• STATED GOAL:
Can you convert the lines below into a JSON list of strings, one string per line, with blank lines skipped and the pictures left out?

• DATA PROVIDED:
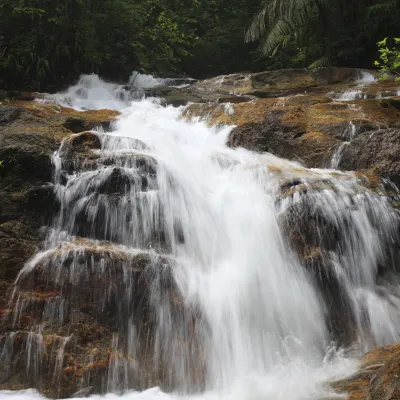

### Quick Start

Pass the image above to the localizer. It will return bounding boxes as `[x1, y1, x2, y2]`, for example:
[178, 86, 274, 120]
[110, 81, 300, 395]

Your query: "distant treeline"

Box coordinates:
[0, 0, 400, 90]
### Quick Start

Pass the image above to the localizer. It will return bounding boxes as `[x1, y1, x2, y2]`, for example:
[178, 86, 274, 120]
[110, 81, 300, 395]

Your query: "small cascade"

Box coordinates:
[0, 77, 400, 400]
[329, 121, 357, 169]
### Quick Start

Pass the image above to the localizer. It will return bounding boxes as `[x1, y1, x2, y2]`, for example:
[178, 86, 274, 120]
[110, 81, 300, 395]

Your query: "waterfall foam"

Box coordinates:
[0, 76, 400, 400]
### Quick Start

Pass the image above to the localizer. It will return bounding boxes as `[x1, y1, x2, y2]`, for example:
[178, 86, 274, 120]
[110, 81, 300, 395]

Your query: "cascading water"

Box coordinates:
[0, 78, 400, 400]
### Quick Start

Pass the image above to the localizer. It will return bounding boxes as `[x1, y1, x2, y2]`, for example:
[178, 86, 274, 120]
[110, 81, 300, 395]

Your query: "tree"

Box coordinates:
[246, 0, 400, 67]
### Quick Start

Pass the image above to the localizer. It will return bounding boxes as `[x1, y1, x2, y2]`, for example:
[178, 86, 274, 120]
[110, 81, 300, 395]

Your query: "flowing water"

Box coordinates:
[0, 76, 400, 400]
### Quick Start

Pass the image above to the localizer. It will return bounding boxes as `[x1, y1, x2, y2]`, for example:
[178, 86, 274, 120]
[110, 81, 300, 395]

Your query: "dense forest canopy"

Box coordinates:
[0, 0, 400, 90]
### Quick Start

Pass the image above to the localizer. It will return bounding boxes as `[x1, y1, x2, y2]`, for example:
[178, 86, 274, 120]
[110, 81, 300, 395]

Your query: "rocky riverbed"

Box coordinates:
[0, 68, 400, 400]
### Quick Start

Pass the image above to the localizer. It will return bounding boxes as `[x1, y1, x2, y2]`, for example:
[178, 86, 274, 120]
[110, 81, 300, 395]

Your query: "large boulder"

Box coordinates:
[339, 128, 400, 185]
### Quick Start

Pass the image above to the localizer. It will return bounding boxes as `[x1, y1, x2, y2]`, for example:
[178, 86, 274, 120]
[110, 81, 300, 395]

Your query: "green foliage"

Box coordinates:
[0, 0, 400, 90]
[374, 37, 400, 80]
[246, 0, 400, 68]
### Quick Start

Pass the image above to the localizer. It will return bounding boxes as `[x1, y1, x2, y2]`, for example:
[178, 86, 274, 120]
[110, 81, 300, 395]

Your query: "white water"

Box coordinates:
[332, 71, 376, 101]
[40, 71, 165, 111]
[0, 76, 400, 400]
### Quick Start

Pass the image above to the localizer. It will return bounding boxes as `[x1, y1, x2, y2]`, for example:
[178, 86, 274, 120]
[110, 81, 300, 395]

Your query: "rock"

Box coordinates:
[0, 106, 21, 124]
[227, 110, 339, 167]
[331, 343, 400, 400]
[339, 128, 400, 185]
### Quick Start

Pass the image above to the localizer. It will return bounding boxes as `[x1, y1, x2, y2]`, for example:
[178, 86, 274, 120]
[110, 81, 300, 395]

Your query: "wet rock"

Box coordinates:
[339, 129, 400, 185]
[331, 343, 400, 400]
[227, 110, 338, 167]
[0, 106, 21, 124]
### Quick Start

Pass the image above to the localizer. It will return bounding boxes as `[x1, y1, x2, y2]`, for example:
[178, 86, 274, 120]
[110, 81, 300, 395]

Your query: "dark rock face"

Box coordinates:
[340, 128, 400, 185]
[331, 343, 400, 400]
[0, 101, 119, 376]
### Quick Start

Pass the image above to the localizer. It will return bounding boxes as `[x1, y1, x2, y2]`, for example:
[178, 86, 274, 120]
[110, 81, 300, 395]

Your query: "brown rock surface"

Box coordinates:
[0, 95, 118, 332]
[332, 343, 400, 400]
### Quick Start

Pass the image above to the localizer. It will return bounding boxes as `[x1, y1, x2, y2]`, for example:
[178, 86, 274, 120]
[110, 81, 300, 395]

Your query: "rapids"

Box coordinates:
[0, 76, 400, 400]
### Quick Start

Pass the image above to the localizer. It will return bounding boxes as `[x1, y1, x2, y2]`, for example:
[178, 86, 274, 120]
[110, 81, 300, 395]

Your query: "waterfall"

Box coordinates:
[0, 77, 400, 400]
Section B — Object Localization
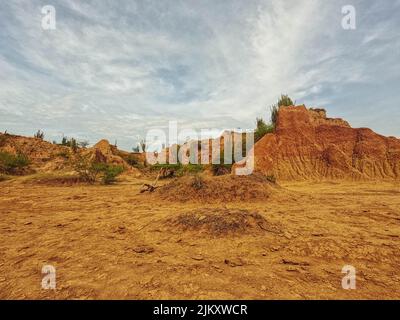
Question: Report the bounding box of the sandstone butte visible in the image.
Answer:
[236,106,400,181]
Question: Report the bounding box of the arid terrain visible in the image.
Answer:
[0,106,400,299]
[0,179,400,299]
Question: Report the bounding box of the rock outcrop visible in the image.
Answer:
[239,106,400,180]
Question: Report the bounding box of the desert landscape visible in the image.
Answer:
[0,0,400,302]
[0,105,400,299]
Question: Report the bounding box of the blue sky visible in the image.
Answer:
[0,0,400,150]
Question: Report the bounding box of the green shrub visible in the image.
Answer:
[102,165,124,184]
[73,155,106,184]
[267,175,276,183]
[73,155,124,184]
[0,152,29,174]
[125,154,144,169]
[211,164,232,176]
[192,174,204,190]
[254,118,274,142]
[0,134,8,147]
[34,130,44,140]
[278,94,294,107]
[0,174,11,182]
[60,137,79,152]
[56,151,70,159]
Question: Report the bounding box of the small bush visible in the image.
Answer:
[254,118,274,142]
[125,154,144,169]
[0,134,8,147]
[192,174,204,190]
[56,151,70,159]
[0,174,11,182]
[102,165,124,184]
[211,164,232,176]
[34,130,44,140]
[150,163,204,178]
[0,152,29,174]
[73,156,124,184]
[73,155,105,184]
[278,94,294,107]
[267,175,276,184]
[60,137,79,153]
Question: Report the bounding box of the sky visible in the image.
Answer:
[0,0,400,150]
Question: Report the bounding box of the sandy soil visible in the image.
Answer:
[0,180,400,299]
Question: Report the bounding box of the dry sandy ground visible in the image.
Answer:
[0,181,400,299]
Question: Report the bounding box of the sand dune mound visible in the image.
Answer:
[155,174,285,202]
[236,106,400,180]
[167,208,280,236]
[83,139,128,168]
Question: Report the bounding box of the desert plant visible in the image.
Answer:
[0,152,29,174]
[140,139,147,152]
[192,174,204,190]
[56,151,70,159]
[0,174,11,182]
[125,154,143,168]
[254,118,274,142]
[78,140,89,148]
[102,165,124,184]
[270,94,294,131]
[73,155,124,184]
[266,174,276,184]
[270,105,278,131]
[278,94,294,107]
[72,155,106,184]
[0,134,8,147]
[34,130,44,140]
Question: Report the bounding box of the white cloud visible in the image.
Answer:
[0,0,399,147]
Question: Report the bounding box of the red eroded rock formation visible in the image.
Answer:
[236,106,400,180]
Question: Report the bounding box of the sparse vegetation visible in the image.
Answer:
[60,137,78,152]
[22,172,83,185]
[211,164,232,176]
[124,154,144,169]
[278,94,294,107]
[192,174,204,190]
[73,155,124,184]
[34,130,44,140]
[78,140,89,148]
[266,175,276,184]
[0,173,11,182]
[0,152,29,174]
[140,139,147,152]
[150,163,204,178]
[101,165,124,184]
[254,94,294,142]
[0,134,8,147]
[56,151,70,159]
[254,118,274,142]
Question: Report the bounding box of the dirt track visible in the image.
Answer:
[0,181,400,299]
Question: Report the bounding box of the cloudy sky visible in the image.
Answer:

• SOLVED PROBLEM:
[
  "### Quick Start",
  "Pass the image above to the localizer. It will return bounding boxes as `[x1, y1, x2, y2]`, for example:",
  "[178, 86, 274, 120]",
  "[110, 81, 300, 395]",
  "Your query: \"distant treeline\"",
  "Box coordinates:",
  "[0, 0, 400, 90]",
  "### Quick Start",
  "Pass the image above to the localizer. It will return bounding boxes as `[x1, y1, x2, y2]`, for example:",
  "[178, 86, 274, 120]",
  "[110, 81, 300, 395]",
  "Your query: \"small cascade\"",
  "Box coordinates:",
  "[0, 77, 400, 400]",
  "[329, 121, 357, 169]",
  "### Quick Start",
  "Pass the image above to the localizer. It will return bounding boxes as `[x1, y1, x2, y2]`, for example:",
  "[178, 86, 274, 120]",
  "[110, 81, 300, 395]",
  "Your query: \"waterfall foam\"",
  "Box coordinates:",
  "[0, 76, 400, 400]",
  "### Quick Start",
  "Pass the image above to the localizer. It will return bounding boxes as `[x1, y1, x2, y2]`, for example:",
  "[178, 86, 274, 120]",
  "[110, 81, 300, 395]",
  "Your query: \"cascading water\"",
  "Box coordinates:",
  "[0, 78, 400, 400]",
  "### Quick Start",
  "Pass the image above to the localizer. It will return bounding boxes as `[x1, y1, x2, y2]`, for example:",
  "[178, 86, 274, 120]",
  "[110, 81, 300, 395]",
  "Your query: \"tree\"",
  "Box coordinates:",
  "[246, 0, 400, 67]",
  "### Quick Start",
  "Pass the image above to the localizer. It will return bounding boxes as `[x1, y1, x2, y2]`, for example:",
  "[178, 86, 274, 120]",
  "[110, 81, 300, 395]",
  "Your query: \"flowing water\"",
  "Box coordinates:",
  "[0, 76, 400, 400]",
  "### Quick Start",
  "Pass the image above to the localizer. It will return bounding boxes as `[x1, y1, x2, y2]`, for example:",
  "[178, 86, 274, 120]",
  "[110, 81, 300, 395]",
  "Your query: \"dense forest canopy\"",
  "Box coordinates:",
  "[0, 0, 400, 90]",
  "### Quick Start",
  "Pass the image above to the localizer. It will return bounding boxes as `[x1, y1, x2, y2]`, for example:",
  "[178, 86, 274, 120]",
  "[110, 81, 300, 395]",
  "Your query: \"rocky riverbed\"",
  "Box coordinates:",
  "[0, 68, 400, 400]",
  "### Quick Start",
  "Pass the image above to the localizer. It will return bounding boxes as `[x1, y1, x2, y2]`, for example:",
  "[178, 86, 274, 120]",
  "[110, 81, 300, 395]",
  "Your query: \"large boulder\"",
  "Box coordinates:",
  "[339, 128, 400, 185]",
  "### Quick Start",
  "Pass the image above to the localizer. It will return bounding boxes as `[x1, y1, x2, y2]`, for example:",
  "[178, 86, 274, 120]",
  "[110, 81, 300, 395]",
  "Your query: \"green foliage\"",
  "Box coordinates:",
  "[0, 0, 400, 90]",
  "[374, 37, 400, 80]",
  "[246, 0, 400, 68]",
  "### Quick Start",
  "Pass the image above to the localizer. It will return bounding boxes as `[x1, y1, x2, y2]`, for example:",
  "[178, 86, 274, 120]",
  "[110, 81, 300, 395]",
  "Your query: \"white water\"",
  "Box coordinates:",
  "[332, 71, 376, 101]",
  "[40, 71, 165, 111]",
  "[0, 76, 400, 400]",
  "### Quick Start",
  "Pass the image above to the localizer. It will return bounding boxes as `[x1, y1, x2, y2]`, for example:",
  "[178, 86, 274, 120]",
  "[110, 81, 300, 395]",
  "Your query: \"rock\"",
  "Box coordinates:",
  "[0, 106, 21, 124]",
  "[227, 110, 339, 167]",
  "[331, 343, 400, 400]",
  "[339, 128, 400, 185]",
  "### Quick Start",
  "Pass the image above to the localizer. It will return bounding boxes as `[x1, y1, x2, y2]`, for example:",
  "[178, 86, 274, 120]",
  "[110, 81, 300, 395]",
  "Your query: \"wet rock\"",
  "Box coordinates:",
  "[339, 129, 400, 185]",
  "[331, 343, 400, 400]",
  "[227, 110, 338, 167]",
  "[0, 106, 21, 124]",
  "### Quick Start",
  "Pass the image above to the localizer. It will return bounding boxes as `[x1, y1, x2, y2]`, for example:",
  "[178, 86, 274, 120]",
  "[110, 81, 300, 395]",
  "Your query: \"dark rock face\"",
  "Box coordinates:",
  "[340, 128, 400, 185]",
  "[331, 343, 400, 400]",
  "[0, 101, 119, 376]",
  "### Quick Start",
  "Pass the image above to the localizer. It will return bounding boxes as `[x1, y1, x2, y2]`, for example:",
  "[178, 86, 274, 120]",
  "[110, 81, 300, 395]",
  "Your query: \"brown rock surface\"",
  "Box coordinates:",
  "[0, 95, 118, 332]",
  "[332, 343, 400, 400]",
  "### Quick Start",
  "Pass the image above to the localizer. It will return bounding boxes as `[x1, y1, x2, y2]`, for example:",
  "[178, 86, 274, 120]",
  "[110, 81, 300, 395]",
  "Your query: \"rapids\"",
  "Box coordinates:",
  "[0, 76, 400, 400]",
  "### Quick Start",
  "Pass the image above to the localizer. It will return bounding boxes as `[x1, y1, x2, y2]`, for example:",
  "[178, 86, 274, 120]",
  "[110, 81, 300, 395]",
  "Your query: \"waterfall\"",
  "Box coordinates:",
  "[0, 77, 400, 400]",
  "Section B — Object Localization",
  "Question: Report the bounding box of the sandstone butte visible in the image.",
  "Answer:",
  "[236,106,400,181]",
  "Question: Report the bounding box of the arid terrain visible in the image.",
  "Answer:",
  "[0,106,400,299]",
  "[0,179,400,299]",
  "Question: Report the bounding box of the rock outcrop visible in the image.",
  "Answer:",
  "[239,106,400,180]",
  "Question: Report the bounding box of the desert landscape visible in the image.",
  "Answer:",
  "[0,0,400,302]",
  "[0,105,400,299]",
  "Question: Report the bounding box of the blue sky visible in the image.",
  "Answer:",
  "[0,0,400,150]",
  "Question: Report the bounding box of the green shrub visible in the image.",
  "Answer:",
  "[102,165,124,184]",
  "[73,155,106,184]",
  "[267,175,276,183]",
  "[73,155,124,184]",
  "[0,152,29,174]",
  "[125,154,144,169]",
  "[211,164,232,176]",
  "[192,174,204,190]",
  "[254,118,274,142]",
  "[0,134,8,147]",
  "[34,130,44,140]",
  "[278,94,294,107]",
  "[0,174,11,182]",
  "[60,137,79,152]",
  "[56,151,70,159]",
  "Question: Report the bounding box of the small bush visible in the image.",
  "Answer:",
  "[254,118,274,142]",
  "[125,154,144,169]",
  "[0,134,8,147]",
  "[192,174,204,190]",
  "[56,151,70,159]",
  "[0,174,11,182]",
  "[102,165,124,184]",
  "[211,164,232,176]",
  "[34,130,44,140]",
  "[150,163,204,178]",
  "[0,152,29,174]",
  "[73,156,124,184]",
  "[73,155,105,184]",
  "[278,94,294,107]",
  "[267,175,276,184]",
  "[60,137,79,153]",
  "Question: Report the bounding box of the sky visible in the image.",
  "Answer:",
  "[0,0,400,150]",
  "Question: Report the bounding box of the sandy soil visible in the image.",
  "Answer:",
  "[0,180,400,299]",
  "Question: Report the bounding box of the dry sandy ground visible in the image.",
  "Answer:",
  "[0,181,400,299]",
  "Question: Report the bounding box of the sand dune mound visible in the image.",
  "Answer:",
  "[155,174,285,202]",
  "[236,106,400,180]",
  "[167,208,280,236]",
  "[83,139,128,168]",
  "Question: Report the bounding box of the desert plant visible in the image.",
  "Answer:",
  "[0,152,29,174]",
  "[140,139,147,152]",
  "[192,174,204,190]",
  "[56,151,70,159]",
  "[0,174,11,182]",
  "[125,154,143,168]",
  "[254,118,274,142]",
  "[78,140,89,148]",
  "[102,165,124,184]",
  "[270,94,294,131]",
  "[73,155,124,184]",
  "[266,174,276,184]",
  "[270,105,278,131]",
  "[278,94,294,107]",
  "[72,155,106,184]",
  "[0,134,8,147]",
  "[34,130,44,140]",
  "Question: Report the bounding box of the white cloud visible in the image.",
  "Answer:",
  "[0,0,399,147]",
  "Question: Report the bounding box of the red eroded rock formation visible in the image.",
  "Answer:",
  "[236,106,400,180]",
  "Question: Report the bounding box of the sparse vegetation visible in the image.",
  "Answer:",
  "[60,137,78,152]",
  "[22,172,83,185]",
  "[211,164,232,176]",
  "[124,154,144,169]",
  "[278,94,294,107]",
  "[192,174,204,190]",
  "[73,155,124,184]",
  "[34,130,44,140]",
  "[78,140,89,148]",
  "[266,175,276,184]",
  "[0,173,11,182]",
  "[0,152,29,174]",
  "[140,139,147,152]",
  "[150,163,204,178]",
  "[101,165,124,184]",
  "[254,94,294,142]",
  "[0,134,8,147]",
  "[56,151,70,159]",
  "[254,118,274,142]",
  "Question: Report the bounding box of the dirt track visible in the image.",
  "Answer:",
  "[0,181,400,299]",
  "Question: Report the bounding box of the cloudy sky visible in the image.",
  "Answer:"
]